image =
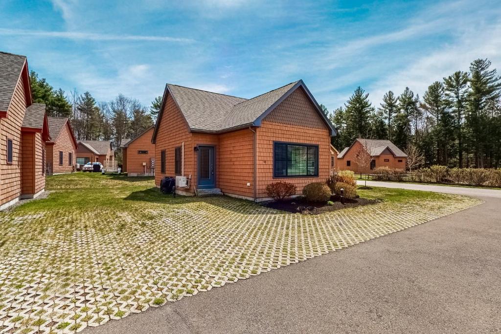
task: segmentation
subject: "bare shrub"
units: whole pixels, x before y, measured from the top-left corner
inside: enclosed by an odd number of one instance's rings
[[[284,181],[273,182],[266,186],[266,194],[276,201],[283,201],[296,194],[296,186]]]

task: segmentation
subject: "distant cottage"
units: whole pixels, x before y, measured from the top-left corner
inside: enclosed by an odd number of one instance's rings
[[[370,165],[365,168],[360,167],[356,163],[356,157],[361,146],[369,151],[372,157]],[[356,139],[338,155],[337,169],[364,174],[370,174],[371,170],[378,167],[405,169],[407,158],[407,155],[389,140]]]

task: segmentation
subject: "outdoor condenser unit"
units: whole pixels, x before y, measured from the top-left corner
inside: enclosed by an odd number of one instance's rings
[[[188,180],[186,176],[176,176],[176,188],[187,188]]]

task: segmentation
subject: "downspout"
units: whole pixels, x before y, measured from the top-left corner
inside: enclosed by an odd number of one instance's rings
[[[249,127],[249,130],[254,133],[254,201],[258,201],[258,133]]]

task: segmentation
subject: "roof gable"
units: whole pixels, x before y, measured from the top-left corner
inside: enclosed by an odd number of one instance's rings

■ **Problem**: Omit the pictures and reproduce the listing exactly.

■ **The answer**:
image =
task: segmentation
subject: "bare shrub"
units: whole pixels, x before y, measured from the top-left corner
inside: enclosed by an odd number of one instance's rings
[[[284,181],[273,182],[266,186],[266,194],[276,201],[283,201],[296,194],[296,186]]]

task: segmentation
subject: "distant cottage"
units: whole pixels, x before y, measured from the top-left corner
inside: enclosed by an odd number of one instance's rings
[[[370,165],[365,168],[360,167],[356,163],[356,157],[361,146],[369,151],[372,157]],[[356,139],[338,155],[337,169],[364,174],[370,174],[371,170],[378,167],[405,169],[407,158],[407,155],[389,140]]]

task: segmentation
subject: "outdoor condenser unit"
units: whole pixels, x before y, measured from the top-left corner
inside: enclosed by an odd number of one instance's rings
[[[188,180],[186,176],[176,176],[176,188],[187,188]]]

task: segmentation
subject: "downspout"
units: whole pixels, x before y, measured from the top-left corner
inside: enclosed by an odd number of one instance's rings
[[[249,127],[249,130],[254,133],[254,201],[258,201],[258,133]]]

task: segmentation
subject: "roof gable"
units: whole pixels, x before y, measured from the top-left corner
inside: enclosed by an odd number of one instance's rings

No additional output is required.